What is expected ▸
Everything from the line containing "the garage roof" through the last line of the records below should be printed exactly, please, and nothing else.

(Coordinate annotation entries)
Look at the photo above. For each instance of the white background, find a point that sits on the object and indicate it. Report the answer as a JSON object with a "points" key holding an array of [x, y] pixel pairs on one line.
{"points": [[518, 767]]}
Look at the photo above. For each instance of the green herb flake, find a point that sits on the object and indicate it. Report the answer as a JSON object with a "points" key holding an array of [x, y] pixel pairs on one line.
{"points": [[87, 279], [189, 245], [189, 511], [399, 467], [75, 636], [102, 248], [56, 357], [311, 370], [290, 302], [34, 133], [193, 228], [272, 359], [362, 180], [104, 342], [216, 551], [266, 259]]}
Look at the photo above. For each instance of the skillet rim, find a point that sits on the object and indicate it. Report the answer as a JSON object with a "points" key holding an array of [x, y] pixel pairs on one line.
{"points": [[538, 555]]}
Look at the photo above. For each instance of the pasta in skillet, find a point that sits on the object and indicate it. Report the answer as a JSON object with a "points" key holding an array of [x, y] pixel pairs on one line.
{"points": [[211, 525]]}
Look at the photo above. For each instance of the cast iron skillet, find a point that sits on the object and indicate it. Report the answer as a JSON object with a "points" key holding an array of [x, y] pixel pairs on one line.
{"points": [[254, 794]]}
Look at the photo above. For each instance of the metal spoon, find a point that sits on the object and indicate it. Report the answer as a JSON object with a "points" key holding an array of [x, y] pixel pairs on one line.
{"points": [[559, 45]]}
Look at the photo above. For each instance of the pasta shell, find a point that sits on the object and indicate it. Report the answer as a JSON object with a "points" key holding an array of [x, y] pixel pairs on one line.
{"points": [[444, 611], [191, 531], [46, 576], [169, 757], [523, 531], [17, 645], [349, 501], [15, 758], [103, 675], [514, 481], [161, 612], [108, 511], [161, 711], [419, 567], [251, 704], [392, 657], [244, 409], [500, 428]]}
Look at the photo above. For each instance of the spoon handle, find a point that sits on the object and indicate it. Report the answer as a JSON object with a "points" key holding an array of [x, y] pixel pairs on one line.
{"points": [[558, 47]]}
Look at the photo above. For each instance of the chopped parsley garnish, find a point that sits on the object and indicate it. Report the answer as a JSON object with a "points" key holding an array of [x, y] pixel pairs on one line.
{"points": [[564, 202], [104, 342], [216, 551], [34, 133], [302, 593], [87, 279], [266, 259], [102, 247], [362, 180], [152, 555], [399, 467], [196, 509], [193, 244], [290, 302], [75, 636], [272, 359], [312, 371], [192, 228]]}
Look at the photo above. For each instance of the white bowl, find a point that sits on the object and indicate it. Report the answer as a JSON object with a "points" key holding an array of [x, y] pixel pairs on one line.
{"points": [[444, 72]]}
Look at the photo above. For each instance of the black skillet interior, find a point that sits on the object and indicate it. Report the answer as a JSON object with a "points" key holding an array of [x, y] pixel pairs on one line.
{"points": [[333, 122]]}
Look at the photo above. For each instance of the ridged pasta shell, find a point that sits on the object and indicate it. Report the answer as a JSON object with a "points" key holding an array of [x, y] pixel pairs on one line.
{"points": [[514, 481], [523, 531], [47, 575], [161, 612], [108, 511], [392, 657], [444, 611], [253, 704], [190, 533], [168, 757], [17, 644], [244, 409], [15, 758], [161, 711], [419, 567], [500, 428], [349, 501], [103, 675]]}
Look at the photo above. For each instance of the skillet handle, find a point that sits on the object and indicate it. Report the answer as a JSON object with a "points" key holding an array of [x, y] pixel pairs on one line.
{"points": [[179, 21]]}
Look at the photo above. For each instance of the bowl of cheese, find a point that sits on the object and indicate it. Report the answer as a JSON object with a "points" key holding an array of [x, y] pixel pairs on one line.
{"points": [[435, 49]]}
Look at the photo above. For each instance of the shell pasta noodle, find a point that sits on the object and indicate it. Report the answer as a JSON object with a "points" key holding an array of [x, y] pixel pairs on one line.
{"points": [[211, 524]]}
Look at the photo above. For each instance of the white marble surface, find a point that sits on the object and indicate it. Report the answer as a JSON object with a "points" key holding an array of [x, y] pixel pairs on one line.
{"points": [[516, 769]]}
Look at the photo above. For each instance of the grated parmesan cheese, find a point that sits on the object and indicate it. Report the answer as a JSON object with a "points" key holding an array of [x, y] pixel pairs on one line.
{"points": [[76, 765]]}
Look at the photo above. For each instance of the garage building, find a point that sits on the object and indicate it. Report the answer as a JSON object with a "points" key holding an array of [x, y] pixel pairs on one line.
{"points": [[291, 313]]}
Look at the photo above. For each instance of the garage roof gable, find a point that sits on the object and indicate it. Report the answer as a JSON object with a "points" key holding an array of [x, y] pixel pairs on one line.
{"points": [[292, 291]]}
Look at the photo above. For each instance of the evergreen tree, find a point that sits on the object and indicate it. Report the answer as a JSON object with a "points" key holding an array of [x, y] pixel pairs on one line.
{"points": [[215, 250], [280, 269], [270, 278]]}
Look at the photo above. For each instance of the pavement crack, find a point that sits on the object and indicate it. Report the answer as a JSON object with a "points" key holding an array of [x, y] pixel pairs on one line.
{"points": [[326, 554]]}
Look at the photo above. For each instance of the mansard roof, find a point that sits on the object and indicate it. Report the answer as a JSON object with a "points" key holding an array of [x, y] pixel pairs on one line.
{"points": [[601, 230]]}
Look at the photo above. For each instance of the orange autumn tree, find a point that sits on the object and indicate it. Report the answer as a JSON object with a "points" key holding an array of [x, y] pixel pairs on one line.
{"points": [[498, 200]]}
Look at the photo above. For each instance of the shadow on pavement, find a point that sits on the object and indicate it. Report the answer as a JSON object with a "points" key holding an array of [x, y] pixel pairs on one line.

Exercise result ▸
Look at the photo above. For each instance of the garage roof gable, find a point that sits on the object and indicate it. Report the answer as a JSON object with a "points" key holding an array of [x, y] pixel pairs on one line.
{"points": [[292, 291]]}
Look at the photo above. For each instance of the evergreen tree, find a point that sits on the object and indicate it. Report the answer as a JSON object with a "points" key holding an array of [x, y] pixel pairs on one line.
{"points": [[215, 250], [280, 269], [270, 278]]}
Look at the photo above. For each instance of the pavement crack, find a point that sits on the object and indicate it. Report the answer as a JSON object with a "points" key holding an array of [x, y] pixel pairs on one line.
{"points": [[326, 554]]}
Look at the photo above. For each instance of the mansard roof, find a point that sits on the object and indicate it. Report the answer as a JSON object with a "points" key holding an array of [x, y] pixel pairs on one line.
{"points": [[601, 230]]}
Look at the photo above. For each instance of the orange autumn tree, find a point that sits on the object and indicate it. Report the answer as a JSON object with a "points" key holding an array of [x, y] pixel pairs on one line.
{"points": [[498, 200]]}
Look at the photo above. For each instance of the shadow on pavement, find a point that sits on the object and indicate it. Report the answer as a JSON object with a "points" key holding an array of [x, y] pixel pairs on one line.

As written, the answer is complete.